%%

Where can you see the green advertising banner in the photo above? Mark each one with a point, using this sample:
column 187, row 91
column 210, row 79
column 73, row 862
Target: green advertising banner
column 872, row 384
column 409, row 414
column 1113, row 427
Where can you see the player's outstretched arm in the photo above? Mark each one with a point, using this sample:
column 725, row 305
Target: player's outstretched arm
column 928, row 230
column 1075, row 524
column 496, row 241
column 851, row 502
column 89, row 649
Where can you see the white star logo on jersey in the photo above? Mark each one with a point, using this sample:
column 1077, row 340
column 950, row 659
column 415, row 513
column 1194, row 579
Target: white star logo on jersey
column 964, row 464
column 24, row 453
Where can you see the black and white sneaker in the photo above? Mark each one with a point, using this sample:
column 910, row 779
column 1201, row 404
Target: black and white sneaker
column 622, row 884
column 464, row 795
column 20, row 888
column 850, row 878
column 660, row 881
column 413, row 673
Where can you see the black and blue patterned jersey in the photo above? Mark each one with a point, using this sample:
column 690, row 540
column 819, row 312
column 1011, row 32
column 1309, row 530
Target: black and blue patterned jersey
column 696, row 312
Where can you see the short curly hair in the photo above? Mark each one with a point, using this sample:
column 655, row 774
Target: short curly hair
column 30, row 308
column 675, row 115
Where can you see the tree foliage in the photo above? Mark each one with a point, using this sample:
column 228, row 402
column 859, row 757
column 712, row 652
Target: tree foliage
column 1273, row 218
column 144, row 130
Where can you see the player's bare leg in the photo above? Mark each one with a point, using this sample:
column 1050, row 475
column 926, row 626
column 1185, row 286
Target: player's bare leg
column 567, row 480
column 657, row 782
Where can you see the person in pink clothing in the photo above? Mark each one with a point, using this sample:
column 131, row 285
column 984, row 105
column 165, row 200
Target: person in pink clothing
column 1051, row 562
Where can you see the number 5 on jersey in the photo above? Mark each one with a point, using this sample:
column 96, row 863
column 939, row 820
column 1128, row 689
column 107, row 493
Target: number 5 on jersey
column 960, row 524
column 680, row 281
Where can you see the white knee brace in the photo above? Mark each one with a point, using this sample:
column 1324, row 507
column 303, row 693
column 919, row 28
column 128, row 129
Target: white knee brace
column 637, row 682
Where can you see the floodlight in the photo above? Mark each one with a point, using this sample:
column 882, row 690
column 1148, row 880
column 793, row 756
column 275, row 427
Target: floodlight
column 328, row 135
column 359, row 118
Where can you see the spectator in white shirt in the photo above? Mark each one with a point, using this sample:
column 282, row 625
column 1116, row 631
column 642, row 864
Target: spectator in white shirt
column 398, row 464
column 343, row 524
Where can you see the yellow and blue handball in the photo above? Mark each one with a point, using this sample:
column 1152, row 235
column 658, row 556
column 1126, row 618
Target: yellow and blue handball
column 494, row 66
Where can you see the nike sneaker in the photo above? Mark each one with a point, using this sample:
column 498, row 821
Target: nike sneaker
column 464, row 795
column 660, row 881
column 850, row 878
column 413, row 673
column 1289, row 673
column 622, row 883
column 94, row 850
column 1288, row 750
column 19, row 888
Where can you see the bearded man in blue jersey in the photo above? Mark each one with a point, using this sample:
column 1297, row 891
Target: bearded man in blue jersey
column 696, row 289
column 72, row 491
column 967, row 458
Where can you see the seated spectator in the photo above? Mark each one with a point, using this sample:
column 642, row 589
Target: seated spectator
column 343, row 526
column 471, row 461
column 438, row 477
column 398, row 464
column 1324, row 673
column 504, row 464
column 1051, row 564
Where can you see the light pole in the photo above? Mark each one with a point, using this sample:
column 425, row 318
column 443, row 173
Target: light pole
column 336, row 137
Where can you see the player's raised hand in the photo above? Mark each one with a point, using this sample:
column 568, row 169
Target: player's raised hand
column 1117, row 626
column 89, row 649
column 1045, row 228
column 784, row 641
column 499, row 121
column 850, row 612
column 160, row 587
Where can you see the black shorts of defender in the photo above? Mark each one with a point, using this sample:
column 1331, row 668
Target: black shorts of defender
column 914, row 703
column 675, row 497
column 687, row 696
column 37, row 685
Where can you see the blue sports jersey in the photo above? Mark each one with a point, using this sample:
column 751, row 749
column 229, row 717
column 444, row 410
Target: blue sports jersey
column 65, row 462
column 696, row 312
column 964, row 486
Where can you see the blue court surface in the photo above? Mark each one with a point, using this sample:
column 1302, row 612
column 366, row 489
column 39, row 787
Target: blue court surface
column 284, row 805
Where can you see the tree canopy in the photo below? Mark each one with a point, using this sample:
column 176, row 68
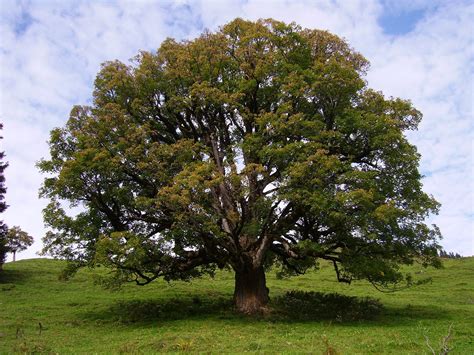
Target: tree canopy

%%

### [AIM]
Rewrite all of the material above with each "using this sample" changed to "following this example" and nothing else altered. Leave the pictures out.

### [ANSWER TO THE TASK]
Where can you see the green advertising banner in the photo above? Mark each one with a point, following this example:
column 187, row 91
column 210, row 79
column 73, row 862
Target: green advertising banner
column 872, row 384
column 409, row 414
column 1113, row 427
Where can you see the player's outstretched arm in the photo above? Mark each one with a point, following this example:
column 725, row 305
Target: player's outstretched arm
column 928, row 230
column 1075, row 524
column 496, row 241
column 851, row 502
column 89, row 649
Where can you see the white star logo on jersey in the photo above? Mark each one with a point, following this example:
column 1077, row 340
column 950, row 659
column 415, row 513
column 1194, row 579
Target: white star logo on jersey
column 964, row 464
column 24, row 453
Where can you see the black and white sneaker in the photo above? Mark each one with a point, following this example:
column 910, row 779
column 1201, row 404
Target: black and white sneaker
column 622, row 884
column 464, row 795
column 20, row 888
column 850, row 878
column 660, row 881
column 413, row 673
Where can you see the black and blue patterned jersey in the photo above? Mark each one with a point, following this example:
column 690, row 540
column 819, row 312
column 1011, row 32
column 1309, row 530
Target: black and blue patterned jersey
column 696, row 312
Where can you see the short curly hair in the photo above? Mark each one with a point, following this example:
column 655, row 774
Target: short curly hair
column 30, row 308
column 675, row 115
Where can you see the tree foliage in the photo above? Mark each one with a point, following this example:
column 228, row 402
column 859, row 757
column 712, row 652
Target: tree foliage
column 1273, row 218
column 144, row 130
Where can you see the player's bare leg in the photo above? Mark each one with a point, following this example:
column 1050, row 475
column 926, row 626
column 1185, row 286
Target: player's bare leg
column 567, row 480
column 657, row 782
Where can you see the person in pink clothing in the photo above? Mark each one with a point, following this example:
column 131, row 285
column 984, row 105
column 165, row 200
Target: person in pink clothing
column 1051, row 562
Where can you see the number 5 on jersey in the photo above? Mark each one with a point, following this example:
column 96, row 863
column 939, row 820
column 1128, row 689
column 107, row 493
Target: number 5 on jersey
column 960, row 524
column 680, row 281
Where can you see the white knee brace in the photo above? Mark each one with a point, following this example:
column 1324, row 507
column 303, row 693
column 919, row 28
column 128, row 129
Target: white knee brace
column 637, row 682
Where can you see the floodlight in the photo above? Mark each one with a point, following this example:
column 882, row 690
column 1148, row 880
column 793, row 756
column 275, row 427
Target: floodlight
column 328, row 135
column 359, row 118
Where can you see the spectator in white shirt in the photo above? Mark each one with a point, following this example:
column 282, row 625
column 1116, row 631
column 642, row 864
Target: spectator in white shirt
column 398, row 464
column 343, row 524
Where can you see the yellow and blue handball in the photo above? Mark each one with a point, following this example:
column 1152, row 235
column 658, row 556
column 1126, row 618
Target: yellow and blue handball
column 494, row 66
Where can you see the nike sneaker in the photo above? Mark each one with a point, following this example:
column 498, row 821
Target: nike sneaker
column 464, row 795
column 660, row 881
column 850, row 878
column 413, row 673
column 1289, row 673
column 622, row 883
column 94, row 850
column 1288, row 750
column 19, row 888
Where can you see the bearded man in blue jersey in the photo above? Mark each one with a point, following this example:
column 1297, row 891
Target: bearded man in blue jersey
column 696, row 289
column 72, row 491
column 967, row 458
Where can you see the seated spectator in the photo above? Mark each one with a point, following this example:
column 642, row 589
Target: seated spectator
column 343, row 526
column 471, row 461
column 438, row 477
column 398, row 464
column 1324, row 673
column 504, row 464
column 1051, row 564
Where can you see the light pole in the photo above? Mark each one with a point, following this example:
column 425, row 318
column 443, row 173
Target: light pole
column 336, row 137
Where can you see the player's raised hand in the photo above? Mark each one with a point, following this example:
column 568, row 169
Target: player's raised hand
column 1117, row 626
column 89, row 649
column 1045, row 228
column 784, row 641
column 499, row 121
column 850, row 612
column 160, row 587
Where can you see the black shorts of defender in the photo above? Mark each one with a point, following this example:
column 1331, row 668
Target: black shorts of defender
column 914, row 703
column 675, row 497
column 687, row 696
column 37, row 685
Where can you see the blue sports jersey in the photo above? Mark each one with a point, following this example:
column 751, row 749
column 229, row 717
column 444, row 410
Target: blue sports jersey
column 65, row 462
column 696, row 312
column 964, row 486
Where can you see the blue court surface in the photo above? Mark each one with a point, following this example:
column 1302, row 612
column 366, row 489
column 39, row 787
Target: blue court surface
column 284, row 805
Where can you see the tree canopy in the photo below? Mark each one with a point, following this example:
column 176, row 68
Target: tree canopy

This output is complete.